[WORK TO COMPLETE]: From the data below, return everything from the line containing "Look at this image and locate every instance of blue" down to the line containing "xmin=382 ymin=236 xmax=418 ymax=282", both ends included, copied unchanged.

[SUPPLIED RECORDS]:
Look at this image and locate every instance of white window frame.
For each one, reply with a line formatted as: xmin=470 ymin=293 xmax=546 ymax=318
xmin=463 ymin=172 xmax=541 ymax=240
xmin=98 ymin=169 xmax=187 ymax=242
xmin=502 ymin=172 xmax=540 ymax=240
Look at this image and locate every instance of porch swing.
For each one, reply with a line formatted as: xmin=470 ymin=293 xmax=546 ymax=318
...
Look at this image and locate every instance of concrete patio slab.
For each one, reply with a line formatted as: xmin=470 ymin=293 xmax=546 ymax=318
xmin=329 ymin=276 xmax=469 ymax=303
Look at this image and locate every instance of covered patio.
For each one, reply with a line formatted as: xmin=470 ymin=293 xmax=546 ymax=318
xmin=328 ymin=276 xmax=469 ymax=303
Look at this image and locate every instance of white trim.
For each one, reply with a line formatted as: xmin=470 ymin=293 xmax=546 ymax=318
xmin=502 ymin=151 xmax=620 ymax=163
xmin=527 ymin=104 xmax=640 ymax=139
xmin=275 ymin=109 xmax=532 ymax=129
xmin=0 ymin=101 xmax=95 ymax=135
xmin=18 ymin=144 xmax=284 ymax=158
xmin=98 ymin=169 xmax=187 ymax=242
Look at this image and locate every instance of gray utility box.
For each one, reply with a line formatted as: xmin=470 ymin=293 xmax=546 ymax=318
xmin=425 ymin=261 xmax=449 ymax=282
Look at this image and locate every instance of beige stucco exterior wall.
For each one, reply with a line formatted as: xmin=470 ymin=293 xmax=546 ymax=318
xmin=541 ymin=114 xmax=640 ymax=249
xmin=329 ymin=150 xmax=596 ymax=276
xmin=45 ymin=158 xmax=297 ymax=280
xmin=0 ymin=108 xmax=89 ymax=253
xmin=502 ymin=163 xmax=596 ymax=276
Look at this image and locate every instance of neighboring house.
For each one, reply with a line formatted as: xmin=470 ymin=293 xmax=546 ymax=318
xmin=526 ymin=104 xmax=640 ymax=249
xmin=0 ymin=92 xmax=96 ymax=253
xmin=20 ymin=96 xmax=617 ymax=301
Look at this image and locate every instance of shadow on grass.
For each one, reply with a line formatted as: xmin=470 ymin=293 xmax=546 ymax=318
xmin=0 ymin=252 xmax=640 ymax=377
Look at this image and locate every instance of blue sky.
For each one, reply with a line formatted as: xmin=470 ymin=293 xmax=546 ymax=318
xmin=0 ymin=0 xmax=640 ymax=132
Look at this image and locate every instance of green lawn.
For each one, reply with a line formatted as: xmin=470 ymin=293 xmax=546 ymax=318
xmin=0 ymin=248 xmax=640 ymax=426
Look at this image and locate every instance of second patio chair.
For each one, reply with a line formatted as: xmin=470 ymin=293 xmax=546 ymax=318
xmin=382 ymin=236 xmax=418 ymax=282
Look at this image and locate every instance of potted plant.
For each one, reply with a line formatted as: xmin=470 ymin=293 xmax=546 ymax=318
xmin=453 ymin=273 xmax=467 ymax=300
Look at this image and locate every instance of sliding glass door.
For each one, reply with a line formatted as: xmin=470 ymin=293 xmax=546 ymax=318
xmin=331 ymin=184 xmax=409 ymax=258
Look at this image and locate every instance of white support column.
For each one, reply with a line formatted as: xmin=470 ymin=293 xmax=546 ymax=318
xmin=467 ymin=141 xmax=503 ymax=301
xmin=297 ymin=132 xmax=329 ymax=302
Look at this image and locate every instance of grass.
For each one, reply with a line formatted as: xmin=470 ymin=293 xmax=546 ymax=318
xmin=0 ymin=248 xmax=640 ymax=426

[FINAL ANSWER]:
Look at this image and locate every instance of blue sky.
For each one, reply with a line formatted as: xmin=470 ymin=293 xmax=546 ymax=318
xmin=0 ymin=0 xmax=640 ymax=132
Look at this image and locate every instance of green lawn.
For each one, reply with a line formatted as: xmin=470 ymin=293 xmax=546 ymax=318
xmin=0 ymin=248 xmax=640 ymax=426
Look at this image and locate every instance of second patio chair.
For each one, reply with a line formatted as: xmin=470 ymin=293 xmax=546 ymax=318
xmin=382 ymin=236 xmax=418 ymax=282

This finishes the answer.